__Apply what you read__
1. In the passage on B7-H3 knockdown, what methods confirmed how well B7-H3 was knocked down?
2. Copy word for word the part of the passage on B7-H3 knockdown starting with "To further validate" and going on through "(Fig. 8C-D) cells.".

__Quoted passage__
To further validate the association between TGF-β1-induced EMT and expression of immune checkpoint molecules such as B7-H3, we utilised two different siRNAs to silence the expression of B7-H3. The efficacy of B7-H3 knockdown was confirmed by qRT-PCR and western blot analysis in both Hep3B (Supplementary Fig. S4A-B) and PLC/PRF/5 (Supplementary Fig. S4C-D) cells. Next, we examined the effects of siRNA-mediated silencing of B7-H3 on expression of EMT markers to validate the aforementioned association between EMT and immune checkpoint expression. Interestingly, we observed reversal of TGF-β1-mediated EMT following B7-H3 knockdown evident by upregulation of epithelial marker E-cadherin and downregulation of mesenchymal marker Vimentin as revealed by qRT-PCR and western blot analysis in both Hep3B (Fig. 8A-B) and PLC/PRF/5 (Fig. 8C-D) cells.

__Data segment__
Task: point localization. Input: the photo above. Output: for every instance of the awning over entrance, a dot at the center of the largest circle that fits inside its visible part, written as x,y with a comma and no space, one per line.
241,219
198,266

__Answers to the exercises__
1. qRT-PCR and western blot analysis

2.
To further validate the association between TGF-β1-induced EMT and expression of immune checkpoint molecules such as B7-H3, we utilised two different siRNAs to silence the expression of B7-H3. The efficacy of B7-H3 knockdown was confirmed by qRT-PCR and western blot analysis in both Hep3B (Supplementary Fig. S4A-B) and PLC/PRF/5 (Supplementary Fig. S4C-D) cells. Next, we examined the effects of siRNA-mediated silencing of B7-H3 on expression of EMT markers to validate the aforementioned association between EMT and immune checkpoint expression. Interestingly, we observed reversal of TGF-β1-mediated EMT following B7-H3 knockdown evident by upregulation of epithelial marker E-cadherin and downregulation of mesenchymal marker Vimentin as revealed by qRT-PCR and western blot analysis in both Hep3B (Fig. 8A-B) and PLC/PRF/5 (Fig. 8C-D) cells.